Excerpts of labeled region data
........

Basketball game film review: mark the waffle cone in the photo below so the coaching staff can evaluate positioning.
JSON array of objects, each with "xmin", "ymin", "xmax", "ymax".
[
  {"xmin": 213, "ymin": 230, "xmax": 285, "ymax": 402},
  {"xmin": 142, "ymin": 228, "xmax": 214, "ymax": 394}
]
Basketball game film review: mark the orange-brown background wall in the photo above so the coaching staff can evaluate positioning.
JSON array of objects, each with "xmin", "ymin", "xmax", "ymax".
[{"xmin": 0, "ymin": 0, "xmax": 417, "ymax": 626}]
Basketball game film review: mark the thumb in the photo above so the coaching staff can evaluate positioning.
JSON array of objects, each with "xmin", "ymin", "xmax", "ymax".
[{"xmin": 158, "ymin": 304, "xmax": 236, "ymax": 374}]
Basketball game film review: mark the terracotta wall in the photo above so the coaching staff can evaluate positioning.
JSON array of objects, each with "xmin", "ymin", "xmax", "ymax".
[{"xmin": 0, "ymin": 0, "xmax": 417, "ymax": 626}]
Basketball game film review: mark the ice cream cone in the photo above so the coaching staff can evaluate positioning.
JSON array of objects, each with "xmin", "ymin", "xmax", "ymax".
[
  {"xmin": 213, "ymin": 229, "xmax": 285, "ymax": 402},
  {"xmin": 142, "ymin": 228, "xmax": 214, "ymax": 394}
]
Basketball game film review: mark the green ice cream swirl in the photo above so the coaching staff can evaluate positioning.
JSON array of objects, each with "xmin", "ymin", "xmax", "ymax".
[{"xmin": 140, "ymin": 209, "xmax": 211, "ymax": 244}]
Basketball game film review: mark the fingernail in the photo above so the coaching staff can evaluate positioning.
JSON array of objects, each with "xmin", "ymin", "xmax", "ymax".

........

STATED PROBLEM: Retype the items verbatim, starting at the line containing "Basketball game film review: mark the thumb" and continuing through the last line of the items.

RESULT FOR THIS EXERCISE:
Basketball game film review: mark the thumb in the photo above so the coaching staff can evaluate positioning.
JSON array of objects, each with "xmin", "ymin", "xmax", "ymax".
[{"xmin": 158, "ymin": 304, "xmax": 236, "ymax": 374}]
Basketball game film review: mark the terracotta wall in the photo above so the coaching staff can evaluate positioning.
JSON array of objects, each with "xmin", "ymin", "xmax", "ymax".
[{"xmin": 0, "ymin": 0, "xmax": 417, "ymax": 626}]
Basketball game film review: mark the ice cream cone in the photo above so the coaching staff can evaluate positioning.
JSON array of objects, each with "xmin", "ymin", "xmax", "ymax".
[
  {"xmin": 213, "ymin": 229, "xmax": 285, "ymax": 402},
  {"xmin": 142, "ymin": 228, "xmax": 214, "ymax": 394}
]
Basketball game film review: mark the green ice cream swirl in the photo above so the coaching staff can evaluate positioning.
JSON array of objects, each with "xmin", "ymin", "xmax", "ymax".
[{"xmin": 140, "ymin": 209, "xmax": 211, "ymax": 244}]
Basketball game film review: mark the fingernail in the photo above so the coaching staff can evaluate positioning.
JSON array of objects, each with "xmin", "ymin", "xmax", "ymax".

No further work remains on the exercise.